_SEITENAUSZUG_
┄┄┄┄┄┄┄┄┄┄

# taz.de -- Die Kunst der Woche für Berlin: In der Zettelwirtschaft
       
       > In ihren seriellen Raumskizzen bei SOX codiert die Künstlerin Christel
       > Fetzer drei Jahre Kommen und Gehen in einer Bar. Auch Zigaretten fehlen
       > nicht.
       
 (IMG) Bild: Nicht nur an der Bar, auch im Fenster bilden sich Schlangen: Christel Fetzer bei SOX
       
       Endlich mal wieder eine Ausstellung, wo geraucht werden durfte. Im
       [1][SOX]-Schaufenster auf der O-Straße reihen sich die Aschenbecher
       aneinander, dahinter stapeln sich [2][Christel Fetzers] Skizzen in rotem
       Marker, schwarzem Kuli und allerlei überlappenden Farben, hinter denen sich
       mit Sicherheit eine Reihe von Codes verbergen. In jedem Fall deuten die
       immer den gleichen Raumausschnitt erfassenden seriellen Zeichnungen auf ein
       ausgeklügeltes System aus Notizen, Strichlisten und Zahlenkombinationen
       hin.

┄┄┄┄┄┄┄┄┄┄

_DATENAUSZÜGE_
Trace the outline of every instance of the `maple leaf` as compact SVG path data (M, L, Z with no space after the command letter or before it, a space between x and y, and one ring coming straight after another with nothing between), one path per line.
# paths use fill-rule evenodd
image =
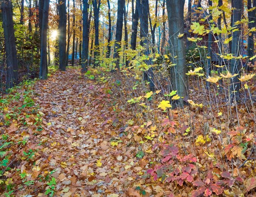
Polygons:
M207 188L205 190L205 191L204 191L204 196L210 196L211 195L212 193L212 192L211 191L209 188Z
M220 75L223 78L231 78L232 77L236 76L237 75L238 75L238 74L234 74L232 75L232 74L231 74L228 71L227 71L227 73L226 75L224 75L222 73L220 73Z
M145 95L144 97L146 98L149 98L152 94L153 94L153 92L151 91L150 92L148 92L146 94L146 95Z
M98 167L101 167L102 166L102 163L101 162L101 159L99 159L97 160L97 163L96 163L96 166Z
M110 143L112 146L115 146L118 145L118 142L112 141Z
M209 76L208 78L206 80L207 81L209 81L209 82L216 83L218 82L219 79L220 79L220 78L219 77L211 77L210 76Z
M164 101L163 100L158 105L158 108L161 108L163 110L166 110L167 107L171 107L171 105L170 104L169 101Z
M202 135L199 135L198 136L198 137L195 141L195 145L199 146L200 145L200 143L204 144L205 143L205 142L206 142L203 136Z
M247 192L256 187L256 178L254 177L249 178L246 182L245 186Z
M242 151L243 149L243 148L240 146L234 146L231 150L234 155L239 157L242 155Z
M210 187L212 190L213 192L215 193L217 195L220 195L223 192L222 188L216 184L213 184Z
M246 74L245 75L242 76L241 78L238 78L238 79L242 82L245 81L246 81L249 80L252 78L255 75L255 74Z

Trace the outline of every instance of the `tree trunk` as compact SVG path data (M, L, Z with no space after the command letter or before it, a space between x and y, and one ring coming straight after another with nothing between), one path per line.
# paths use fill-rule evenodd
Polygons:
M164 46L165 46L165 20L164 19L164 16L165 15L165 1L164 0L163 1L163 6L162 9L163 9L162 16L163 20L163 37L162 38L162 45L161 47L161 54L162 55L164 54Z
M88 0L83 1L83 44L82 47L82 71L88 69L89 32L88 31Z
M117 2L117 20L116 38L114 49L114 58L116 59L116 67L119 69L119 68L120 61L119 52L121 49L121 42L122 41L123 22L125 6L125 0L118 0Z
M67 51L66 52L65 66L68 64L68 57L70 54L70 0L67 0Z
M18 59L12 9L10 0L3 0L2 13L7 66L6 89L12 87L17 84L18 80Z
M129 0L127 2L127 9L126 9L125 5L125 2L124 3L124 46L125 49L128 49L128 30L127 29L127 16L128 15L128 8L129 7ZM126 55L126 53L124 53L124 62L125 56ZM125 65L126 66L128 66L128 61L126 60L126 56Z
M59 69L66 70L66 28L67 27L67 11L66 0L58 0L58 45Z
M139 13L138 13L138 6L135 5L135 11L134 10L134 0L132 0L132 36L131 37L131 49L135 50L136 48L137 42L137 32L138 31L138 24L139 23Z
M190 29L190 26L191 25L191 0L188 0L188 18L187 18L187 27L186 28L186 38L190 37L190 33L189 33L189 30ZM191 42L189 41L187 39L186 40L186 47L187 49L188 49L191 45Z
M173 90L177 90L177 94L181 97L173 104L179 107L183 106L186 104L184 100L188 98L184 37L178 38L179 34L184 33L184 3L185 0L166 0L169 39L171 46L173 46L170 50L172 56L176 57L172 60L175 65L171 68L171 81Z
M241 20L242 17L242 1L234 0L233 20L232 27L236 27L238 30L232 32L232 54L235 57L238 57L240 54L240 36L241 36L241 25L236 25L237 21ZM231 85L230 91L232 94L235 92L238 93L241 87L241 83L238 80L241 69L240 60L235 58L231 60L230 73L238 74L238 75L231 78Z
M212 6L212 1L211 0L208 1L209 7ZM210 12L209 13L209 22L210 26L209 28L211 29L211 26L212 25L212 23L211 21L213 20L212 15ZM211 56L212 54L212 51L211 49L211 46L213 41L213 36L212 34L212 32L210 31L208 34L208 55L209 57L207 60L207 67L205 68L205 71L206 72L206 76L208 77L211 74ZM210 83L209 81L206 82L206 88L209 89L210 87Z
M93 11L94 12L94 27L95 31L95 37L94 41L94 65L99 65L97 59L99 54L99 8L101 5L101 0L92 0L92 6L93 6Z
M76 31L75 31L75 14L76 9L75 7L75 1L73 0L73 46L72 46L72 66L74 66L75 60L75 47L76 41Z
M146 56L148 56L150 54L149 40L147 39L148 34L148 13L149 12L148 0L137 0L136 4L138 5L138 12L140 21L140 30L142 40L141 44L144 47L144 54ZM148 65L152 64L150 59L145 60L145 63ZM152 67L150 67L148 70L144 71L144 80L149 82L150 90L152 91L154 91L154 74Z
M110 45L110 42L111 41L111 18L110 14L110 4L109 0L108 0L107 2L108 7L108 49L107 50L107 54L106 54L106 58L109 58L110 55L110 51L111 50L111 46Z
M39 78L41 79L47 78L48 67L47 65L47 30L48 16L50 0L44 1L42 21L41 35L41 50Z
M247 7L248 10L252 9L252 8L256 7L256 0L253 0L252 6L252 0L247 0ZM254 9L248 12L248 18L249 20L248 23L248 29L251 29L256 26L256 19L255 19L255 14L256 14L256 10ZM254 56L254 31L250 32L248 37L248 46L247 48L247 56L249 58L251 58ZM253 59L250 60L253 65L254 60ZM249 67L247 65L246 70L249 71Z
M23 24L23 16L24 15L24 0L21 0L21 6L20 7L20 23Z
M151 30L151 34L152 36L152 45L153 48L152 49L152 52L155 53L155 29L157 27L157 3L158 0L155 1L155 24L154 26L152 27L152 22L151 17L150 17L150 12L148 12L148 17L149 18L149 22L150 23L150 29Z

┄┄┄┄┄┄┄┄┄┄

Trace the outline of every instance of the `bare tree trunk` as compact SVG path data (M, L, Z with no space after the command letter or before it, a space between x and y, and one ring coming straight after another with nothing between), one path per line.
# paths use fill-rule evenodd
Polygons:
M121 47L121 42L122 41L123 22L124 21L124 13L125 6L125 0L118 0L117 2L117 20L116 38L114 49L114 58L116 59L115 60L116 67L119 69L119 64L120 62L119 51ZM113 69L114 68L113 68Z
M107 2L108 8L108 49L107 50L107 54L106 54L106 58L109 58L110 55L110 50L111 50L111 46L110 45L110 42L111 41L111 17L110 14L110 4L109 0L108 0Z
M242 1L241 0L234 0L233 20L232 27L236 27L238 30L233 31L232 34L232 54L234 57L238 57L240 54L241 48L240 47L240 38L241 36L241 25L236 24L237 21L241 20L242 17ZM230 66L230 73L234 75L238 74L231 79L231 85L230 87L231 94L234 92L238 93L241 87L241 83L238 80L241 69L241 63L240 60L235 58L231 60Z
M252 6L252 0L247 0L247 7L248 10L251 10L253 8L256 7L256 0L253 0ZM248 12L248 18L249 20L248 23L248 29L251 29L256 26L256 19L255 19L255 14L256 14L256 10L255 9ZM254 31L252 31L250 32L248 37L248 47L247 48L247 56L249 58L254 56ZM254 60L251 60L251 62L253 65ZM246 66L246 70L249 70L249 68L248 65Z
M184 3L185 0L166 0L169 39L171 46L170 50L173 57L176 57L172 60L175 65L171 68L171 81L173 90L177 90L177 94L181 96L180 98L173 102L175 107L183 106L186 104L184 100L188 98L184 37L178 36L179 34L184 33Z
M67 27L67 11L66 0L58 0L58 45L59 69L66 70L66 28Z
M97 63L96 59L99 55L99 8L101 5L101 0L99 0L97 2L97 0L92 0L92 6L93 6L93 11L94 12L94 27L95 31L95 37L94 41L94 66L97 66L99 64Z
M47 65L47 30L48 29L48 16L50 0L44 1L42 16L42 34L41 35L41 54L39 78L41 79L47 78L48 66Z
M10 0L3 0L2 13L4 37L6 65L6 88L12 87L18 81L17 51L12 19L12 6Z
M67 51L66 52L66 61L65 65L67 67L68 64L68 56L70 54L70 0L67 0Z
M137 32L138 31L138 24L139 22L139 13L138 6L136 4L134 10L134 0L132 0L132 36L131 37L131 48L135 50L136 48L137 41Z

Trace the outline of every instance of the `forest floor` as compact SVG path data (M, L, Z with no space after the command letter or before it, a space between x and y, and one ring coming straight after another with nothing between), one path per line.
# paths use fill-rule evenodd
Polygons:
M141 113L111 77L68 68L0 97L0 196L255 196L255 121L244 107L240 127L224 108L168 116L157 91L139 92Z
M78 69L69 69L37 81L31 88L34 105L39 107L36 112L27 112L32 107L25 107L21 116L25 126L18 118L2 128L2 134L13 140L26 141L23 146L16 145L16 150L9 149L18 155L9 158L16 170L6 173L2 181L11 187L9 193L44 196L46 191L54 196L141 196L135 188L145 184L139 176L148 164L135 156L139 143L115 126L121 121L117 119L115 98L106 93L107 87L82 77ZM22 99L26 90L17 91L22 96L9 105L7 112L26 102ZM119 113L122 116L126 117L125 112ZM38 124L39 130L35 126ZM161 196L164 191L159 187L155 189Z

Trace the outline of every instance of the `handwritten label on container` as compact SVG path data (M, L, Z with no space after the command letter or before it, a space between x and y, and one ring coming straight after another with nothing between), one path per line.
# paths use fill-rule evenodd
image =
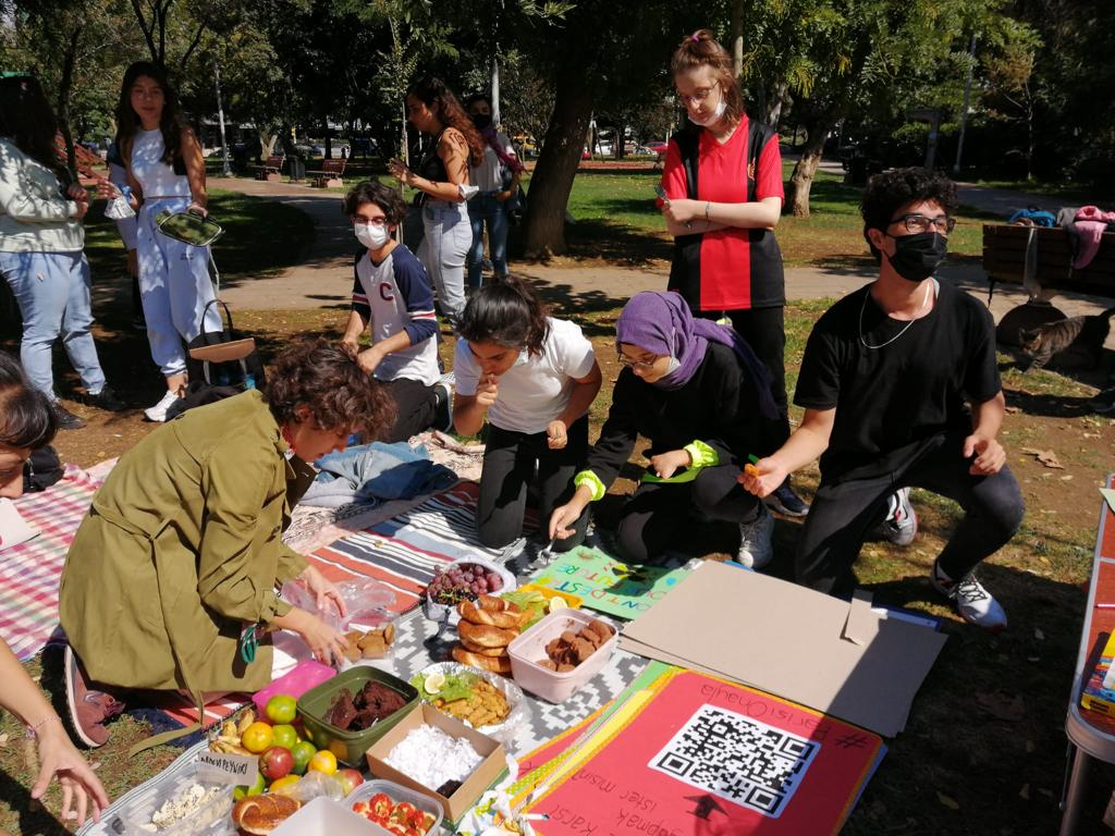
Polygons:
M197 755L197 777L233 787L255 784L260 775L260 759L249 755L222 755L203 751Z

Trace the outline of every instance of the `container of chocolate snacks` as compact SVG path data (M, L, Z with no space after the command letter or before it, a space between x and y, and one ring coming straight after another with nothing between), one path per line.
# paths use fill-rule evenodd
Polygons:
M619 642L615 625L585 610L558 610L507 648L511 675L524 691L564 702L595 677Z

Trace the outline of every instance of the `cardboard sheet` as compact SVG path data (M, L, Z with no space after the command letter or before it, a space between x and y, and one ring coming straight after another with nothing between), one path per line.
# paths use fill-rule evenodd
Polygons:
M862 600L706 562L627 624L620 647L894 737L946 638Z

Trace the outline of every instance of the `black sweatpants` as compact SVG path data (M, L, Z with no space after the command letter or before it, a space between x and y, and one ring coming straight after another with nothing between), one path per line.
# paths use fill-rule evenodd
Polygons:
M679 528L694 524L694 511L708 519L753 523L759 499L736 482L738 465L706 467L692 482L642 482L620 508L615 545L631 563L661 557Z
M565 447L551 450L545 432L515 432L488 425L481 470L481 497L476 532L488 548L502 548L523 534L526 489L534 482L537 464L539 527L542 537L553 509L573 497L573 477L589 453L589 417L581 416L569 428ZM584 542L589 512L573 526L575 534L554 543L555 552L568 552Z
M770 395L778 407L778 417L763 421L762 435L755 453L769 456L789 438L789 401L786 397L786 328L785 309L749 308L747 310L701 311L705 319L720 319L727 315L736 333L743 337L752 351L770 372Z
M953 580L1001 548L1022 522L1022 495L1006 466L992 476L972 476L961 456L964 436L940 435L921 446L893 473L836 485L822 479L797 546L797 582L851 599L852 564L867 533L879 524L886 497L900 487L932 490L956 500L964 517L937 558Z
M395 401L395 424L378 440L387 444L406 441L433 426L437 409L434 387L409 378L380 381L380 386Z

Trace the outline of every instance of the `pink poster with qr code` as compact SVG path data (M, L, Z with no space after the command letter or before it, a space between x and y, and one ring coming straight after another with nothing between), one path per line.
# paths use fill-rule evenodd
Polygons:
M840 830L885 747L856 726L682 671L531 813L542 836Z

┄┄┄┄┄┄┄┄┄┄

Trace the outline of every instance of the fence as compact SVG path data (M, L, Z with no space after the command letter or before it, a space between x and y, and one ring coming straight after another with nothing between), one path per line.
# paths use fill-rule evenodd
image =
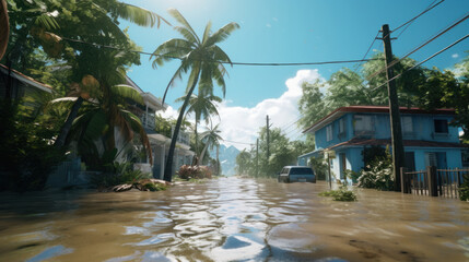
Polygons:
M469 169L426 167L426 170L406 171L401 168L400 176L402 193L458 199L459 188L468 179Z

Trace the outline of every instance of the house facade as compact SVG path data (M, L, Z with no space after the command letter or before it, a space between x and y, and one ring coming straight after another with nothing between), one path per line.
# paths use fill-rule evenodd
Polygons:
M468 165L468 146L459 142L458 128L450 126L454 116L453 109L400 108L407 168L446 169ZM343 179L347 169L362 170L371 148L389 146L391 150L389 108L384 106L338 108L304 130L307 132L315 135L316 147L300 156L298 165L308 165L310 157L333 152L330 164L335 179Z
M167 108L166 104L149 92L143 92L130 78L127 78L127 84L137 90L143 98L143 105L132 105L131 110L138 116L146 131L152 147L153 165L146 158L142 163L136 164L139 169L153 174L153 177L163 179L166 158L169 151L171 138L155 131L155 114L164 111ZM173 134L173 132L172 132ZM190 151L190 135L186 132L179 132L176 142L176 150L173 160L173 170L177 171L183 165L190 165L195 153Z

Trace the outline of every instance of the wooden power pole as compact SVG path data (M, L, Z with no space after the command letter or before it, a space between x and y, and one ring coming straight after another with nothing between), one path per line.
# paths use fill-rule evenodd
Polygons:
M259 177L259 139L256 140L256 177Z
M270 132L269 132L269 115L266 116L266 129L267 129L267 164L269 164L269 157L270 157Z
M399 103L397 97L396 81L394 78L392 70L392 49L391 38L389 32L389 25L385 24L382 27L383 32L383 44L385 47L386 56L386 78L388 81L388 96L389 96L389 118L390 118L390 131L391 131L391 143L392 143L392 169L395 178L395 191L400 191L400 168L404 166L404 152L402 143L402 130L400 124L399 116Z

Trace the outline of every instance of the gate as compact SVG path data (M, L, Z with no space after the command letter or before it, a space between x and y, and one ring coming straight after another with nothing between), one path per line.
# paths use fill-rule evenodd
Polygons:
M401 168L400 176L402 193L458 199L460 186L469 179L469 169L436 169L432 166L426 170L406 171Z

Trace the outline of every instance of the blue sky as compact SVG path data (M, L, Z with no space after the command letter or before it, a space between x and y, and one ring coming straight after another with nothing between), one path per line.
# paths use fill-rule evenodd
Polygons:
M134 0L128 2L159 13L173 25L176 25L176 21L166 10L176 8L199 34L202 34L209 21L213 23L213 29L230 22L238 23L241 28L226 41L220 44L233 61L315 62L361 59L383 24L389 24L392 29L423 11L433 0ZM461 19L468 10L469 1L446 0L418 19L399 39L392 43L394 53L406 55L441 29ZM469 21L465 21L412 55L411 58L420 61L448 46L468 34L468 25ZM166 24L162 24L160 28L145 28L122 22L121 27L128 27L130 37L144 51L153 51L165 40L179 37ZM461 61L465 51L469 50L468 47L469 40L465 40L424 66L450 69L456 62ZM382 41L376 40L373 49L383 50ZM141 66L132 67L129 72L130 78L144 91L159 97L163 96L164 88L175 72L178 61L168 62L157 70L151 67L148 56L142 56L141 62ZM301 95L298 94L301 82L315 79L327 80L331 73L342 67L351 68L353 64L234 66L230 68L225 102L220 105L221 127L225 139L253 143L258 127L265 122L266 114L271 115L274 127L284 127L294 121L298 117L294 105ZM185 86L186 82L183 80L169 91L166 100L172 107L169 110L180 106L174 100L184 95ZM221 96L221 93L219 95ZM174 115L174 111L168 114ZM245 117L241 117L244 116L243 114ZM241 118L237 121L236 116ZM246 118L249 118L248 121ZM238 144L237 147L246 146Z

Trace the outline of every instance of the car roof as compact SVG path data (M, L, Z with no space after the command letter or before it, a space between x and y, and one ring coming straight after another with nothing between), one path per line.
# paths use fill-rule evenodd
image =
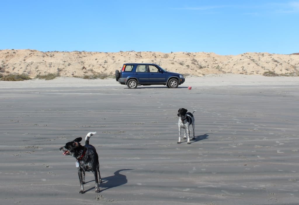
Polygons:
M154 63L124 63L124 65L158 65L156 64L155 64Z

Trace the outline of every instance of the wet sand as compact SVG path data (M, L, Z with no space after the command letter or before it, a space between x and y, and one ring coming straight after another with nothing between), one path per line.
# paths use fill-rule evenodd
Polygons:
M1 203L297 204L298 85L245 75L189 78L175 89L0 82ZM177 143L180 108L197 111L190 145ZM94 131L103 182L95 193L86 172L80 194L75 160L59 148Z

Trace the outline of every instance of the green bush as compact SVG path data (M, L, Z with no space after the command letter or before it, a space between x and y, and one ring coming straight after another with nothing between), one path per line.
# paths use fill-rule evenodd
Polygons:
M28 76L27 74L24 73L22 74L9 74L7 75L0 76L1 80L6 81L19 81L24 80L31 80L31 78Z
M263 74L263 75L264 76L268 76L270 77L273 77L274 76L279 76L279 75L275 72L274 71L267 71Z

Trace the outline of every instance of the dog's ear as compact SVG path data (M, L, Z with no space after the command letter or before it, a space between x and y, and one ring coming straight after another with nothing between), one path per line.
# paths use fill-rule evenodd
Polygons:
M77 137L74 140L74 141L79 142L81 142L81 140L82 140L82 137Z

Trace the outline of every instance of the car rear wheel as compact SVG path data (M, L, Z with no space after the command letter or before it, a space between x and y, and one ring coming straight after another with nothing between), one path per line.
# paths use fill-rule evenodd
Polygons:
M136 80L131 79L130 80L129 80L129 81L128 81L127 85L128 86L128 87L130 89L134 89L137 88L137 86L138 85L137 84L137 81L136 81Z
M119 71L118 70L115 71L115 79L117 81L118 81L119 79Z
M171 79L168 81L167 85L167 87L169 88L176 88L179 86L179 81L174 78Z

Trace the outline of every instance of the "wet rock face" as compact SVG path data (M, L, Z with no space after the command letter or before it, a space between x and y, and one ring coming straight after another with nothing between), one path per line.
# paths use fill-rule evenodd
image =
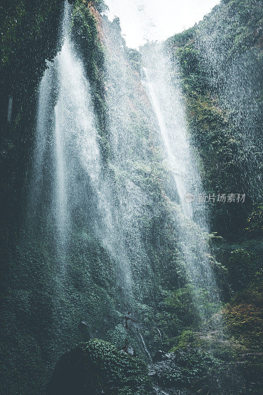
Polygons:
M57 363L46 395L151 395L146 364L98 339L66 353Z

┄┄┄┄┄┄┄┄┄┄

_AUFGABE A_
Stellen Sie für jede der folgenden Aussagen fest, ob sie mit der Ausstellungsbesprechung übereinstimmt: (i) Die Skizzen sind ausschließlich mit schwarzem Kuli gezeichnet. (ii) Im Schaufenster stehen Aschenbecher in einer Reihe. (iii) Die seriellen Zeichnungen zeigen stets denselben Raumausschnitt. Geben Sie jeweils Ja oder Nein an und belegen Sie es mit den entscheidenden Worten der Besprechung im wörtlichen Zitat.
_AUFGABE B_
Schreiben Sie die Ausstellungsbesprechung im Anschluss an ihren letzten Satz fort.

_SCHRIFTLICHE ANTWORT A_
(i) Nein: „in rotem Marker, schwarzem Kuli und allerlei überlappenden Farben“
(ii) Ja: „reihen sich die Aschenbecher aneinander“
(iii) Ja: „die immer den gleichen Raumausschnitt erfassenden seriellen Zeichnungen“

_SCHRIFTLICHE ANTWORT B_
       
       Die Zettel in DIN A5 nehmen die ganze über zwei mal drei Meter verlaufende
       Rückwand des vielleicht schmalsten Projektraums Berlins ein und bilden
       Fetzers Barschichten der letzten drei Jahre ab: wer kam und ging, wer wie
       viel auf dem Deckel stehen hatte, wer die Rechnung für alle beglich, wer
       anschrieb, wer die Zeche vergaß oder gar nicht erst zahlen konnte.
       
       Der Titel „Kippenberg & Kuli“ referiert Zigarettenstummel und Schreibgerät,
       ruft aber für einen Moment auch Martin Kippenbergers berüchtigten Deal mit
       der Paris Bar ins Gedächtnis: Bewirtung gegen Kunst.
       
       In Fetzers Bar, deren Name offenbleibt, ist das Setting weniger
       einschüchternd, dafür sorgen allein die ins Schaufenster transportierten
       bunten Aschenbecher, von denen keiner zum nächsten passt. Die Künstlerin,
       die selbst abends hinter der Theke steht, deren Umriss sich wiederum hier
       in jeder neuen Bildmitte so wunderbar wiederholt, würdigt in ihren
       gezeichneten Notizen vor allem die Gäste, die zwar nicht zu sehen, deren
       Bewegungen und Angewohnheiten jedoch zugegen sind.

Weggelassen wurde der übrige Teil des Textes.